## Your instructions
Restate each line word for word. Leave out every picture.

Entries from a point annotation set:
- - -

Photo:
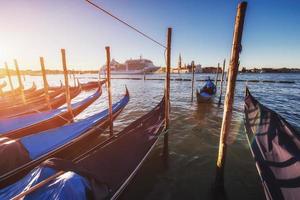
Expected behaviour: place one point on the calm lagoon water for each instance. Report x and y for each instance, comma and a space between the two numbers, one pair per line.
194, 134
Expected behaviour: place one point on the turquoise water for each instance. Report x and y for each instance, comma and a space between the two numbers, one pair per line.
194, 134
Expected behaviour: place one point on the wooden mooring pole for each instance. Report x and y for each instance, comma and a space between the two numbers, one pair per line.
193, 79
222, 79
107, 49
167, 95
9, 77
229, 97
46, 86
68, 98
20, 81
217, 76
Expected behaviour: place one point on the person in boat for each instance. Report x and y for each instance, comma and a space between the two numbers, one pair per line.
208, 87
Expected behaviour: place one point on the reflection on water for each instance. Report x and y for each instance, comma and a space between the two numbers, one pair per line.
194, 134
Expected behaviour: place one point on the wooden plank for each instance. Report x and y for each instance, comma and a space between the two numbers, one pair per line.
46, 86
109, 90
68, 98
229, 97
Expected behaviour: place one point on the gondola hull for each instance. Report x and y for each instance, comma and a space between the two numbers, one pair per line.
107, 168
69, 150
25, 125
275, 145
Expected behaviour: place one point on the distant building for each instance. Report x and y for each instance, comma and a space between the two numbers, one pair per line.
132, 66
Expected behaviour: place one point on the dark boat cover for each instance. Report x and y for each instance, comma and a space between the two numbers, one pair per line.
101, 173
38, 144
275, 145
15, 123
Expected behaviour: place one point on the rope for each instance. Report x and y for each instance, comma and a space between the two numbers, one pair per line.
125, 23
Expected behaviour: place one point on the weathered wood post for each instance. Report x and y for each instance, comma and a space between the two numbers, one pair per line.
74, 79
109, 90
167, 95
229, 97
193, 79
217, 76
222, 79
20, 81
46, 86
68, 98
9, 77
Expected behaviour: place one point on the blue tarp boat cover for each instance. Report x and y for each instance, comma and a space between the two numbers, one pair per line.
20, 122
275, 145
36, 145
67, 186
105, 169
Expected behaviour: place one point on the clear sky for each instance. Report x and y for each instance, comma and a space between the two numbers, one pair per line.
202, 31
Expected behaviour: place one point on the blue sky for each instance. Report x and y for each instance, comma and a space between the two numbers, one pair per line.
202, 31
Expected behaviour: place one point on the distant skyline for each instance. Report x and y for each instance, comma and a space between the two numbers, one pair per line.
202, 31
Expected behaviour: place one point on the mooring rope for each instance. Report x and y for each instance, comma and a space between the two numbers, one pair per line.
125, 23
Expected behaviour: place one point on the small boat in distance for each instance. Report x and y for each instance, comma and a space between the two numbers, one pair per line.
275, 146
207, 92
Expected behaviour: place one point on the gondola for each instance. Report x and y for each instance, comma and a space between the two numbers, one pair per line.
91, 85
207, 92
3, 85
275, 146
104, 171
36, 107
64, 142
17, 91
12, 102
25, 125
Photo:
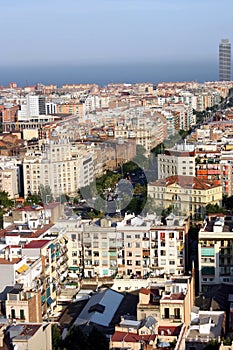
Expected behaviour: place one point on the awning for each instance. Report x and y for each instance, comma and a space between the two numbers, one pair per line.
49, 301
22, 268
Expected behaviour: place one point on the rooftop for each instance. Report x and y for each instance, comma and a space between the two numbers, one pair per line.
184, 182
37, 244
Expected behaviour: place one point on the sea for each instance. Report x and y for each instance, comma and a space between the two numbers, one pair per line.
103, 74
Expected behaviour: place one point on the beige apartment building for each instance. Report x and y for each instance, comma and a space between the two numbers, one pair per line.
9, 176
58, 166
179, 160
187, 195
215, 251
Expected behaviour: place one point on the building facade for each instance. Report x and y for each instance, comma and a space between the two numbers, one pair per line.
225, 60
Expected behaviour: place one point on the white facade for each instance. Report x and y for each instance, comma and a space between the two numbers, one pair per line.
9, 176
177, 161
59, 167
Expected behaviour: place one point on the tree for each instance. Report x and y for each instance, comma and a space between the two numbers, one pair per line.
32, 199
56, 338
5, 201
213, 209
5, 204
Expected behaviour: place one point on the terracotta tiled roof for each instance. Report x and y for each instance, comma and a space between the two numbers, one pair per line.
144, 291
185, 182
174, 296
132, 337
37, 243
9, 262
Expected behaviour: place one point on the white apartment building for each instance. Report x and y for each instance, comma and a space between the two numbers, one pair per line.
215, 251
59, 166
187, 195
9, 176
168, 246
179, 160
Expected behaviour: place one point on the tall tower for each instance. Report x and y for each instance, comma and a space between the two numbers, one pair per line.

- - -

## Solution for this exercise
Photo:
Expected behaviour: place one point on the calm lagoon water for each instance. Report x and y for each instance, comma and a space between the two numbers, one pair per line.
194, 134
Expected behaviour: place one point on the turquoise water for each instance. Report x and y for each instance, comma and a space between the two numbers, one pair per line.
194, 134
Expected behaviour: place one point on the wooden mooring pole for each instance. Report x and y for each instance, comma and a space between the two numbers, one pair per line.
193, 79
222, 79
107, 49
167, 95
9, 77
229, 97
46, 86
68, 98
20, 81
217, 76
Expected behaviour: place one point on the person in boat for each instance. Report x and y for each instance, comma and a space between the two numbers, one pair per line.
208, 87
Expected behaviour: place one point on the reflection on water for each instance. Report x and y for each instance, comma and a space between the two numbers, one pair per line.
194, 134
Expected behaviour: place one point on the wooden plank for each instance. Report x and y for each instance, comma and a space between the two numbers, one pair per line.
46, 86
109, 90
68, 98
229, 97
Expected behaviour: place one point on the gondola hull for each instance. Report x and y for each instance, comma and a space between the two numbers, one pair per line.
107, 168
69, 150
25, 125
275, 145
Expected behaviour: place one point on the distant building for each instance. Report x and y for each instance, comma and a space between the two numbers, one pair per line.
132, 66
Expected behaviour: place one point on the dark boat cover for each instance. Report x and y for each instance, comma and a space between the two numbers, one pair per line.
101, 173
38, 144
275, 145
15, 123
Expected behaviour: place one point on the rope for each instance. Report x and y for each instance, comma and a space between the two numbers, one pair per line.
125, 23
Expected behaviour: place one point on the weathered wood post for each instance. Report x and y for each instance, comma and a space between the two numbers, one pair per line.
74, 79
109, 90
167, 95
229, 97
193, 79
217, 76
222, 79
20, 81
46, 86
68, 98
9, 77
Expected behaviour: place one point on the blue tarp boat cover for each instance. Report x and y for each instance, comma and a space between the two numbers, one pair per line.
20, 122
275, 145
36, 145
67, 186
105, 169
Expected behaviour: place one point on the clear sky for each instance. Report x and y for each instance, comma and a space between the two numbers, one pair per line.
202, 31
Expected behaviour: place one point on the blue sky for each instance. Report x and y for each instance, comma and a space between the two numbers, one pair per line.
202, 31
Expected behaviour: place one point on the distant skyline for each instance. Report x and y for each instance, comma and a space between the two numbers, one pair per line.
202, 31
Expected behaviour: place one point on the mooring rope for each instance. Report x and y for each instance, comma and a space between the two numbers, one pair per line.
125, 23
Expected behaviour: place one point on the small boat in distance for each instance. Report x and y for each instance, comma and a space between the two numbers, one pair per line.
275, 146
207, 92
Expected behaviour: place one point on the gondola for each instance. Report x and y for each instance, comma and a space between the two numbers, one pair per line.
91, 85
207, 92
3, 85
275, 146
104, 171
36, 107
64, 142
17, 91
12, 102
25, 125
Photo:
Expected behaviour: place one point on the awning for each instance. Report x and y for each instance, comma and a space between the two numbers, one pair per line.
49, 301
22, 268
Expected behaviour: place one point on the rooftop for each instance. Report x and y for each instance, comma and a space between the two numbers, one pair per line.
184, 182
37, 244
Expected behaviour: place one point on the sea for each instance. Report x and y for each instance, comma and a space between the two numbers, one pair per line.
103, 74
Expected behaviour: place one point on the beige apartment building for each instance. Report x and y for each instance, comma and a space between the two numbers, one pair per line.
9, 176
58, 166
179, 160
187, 195
215, 251
Expected behaviour: place one point on the building facade for each instance. Report x and y for each instance, comma and a space between the two numbers, one pair per line.
225, 60
Expected behaviour: place one point on the white facade for each instance. Report x and y for each instance, comma and a space between the two numbers, one pair per line.
9, 176
177, 161
59, 167
Expected behaviour: place one point on the tree for each instance. Report x and y for each instance, comma and a space between the two numbers, one pair per line.
32, 199
56, 338
5, 201
213, 209
5, 204
Expected behaviour: place one point on the terracotta tiled roof for each instance. Report x and y for each instance, comma and a space between the two numbers, one pair per line.
144, 291
185, 182
174, 296
132, 337
37, 243
9, 262
Expected behaviour: place one point on the white apartment building for each instance. Report x and y for each instance, comma and a space between the two numbers, one pair per line.
215, 251
59, 166
187, 195
9, 176
168, 246
179, 160
Expected behaviour: place one point on the tall tower for each instance. Report x and y for each instance, comma and a space between the two numbers, one pair per line.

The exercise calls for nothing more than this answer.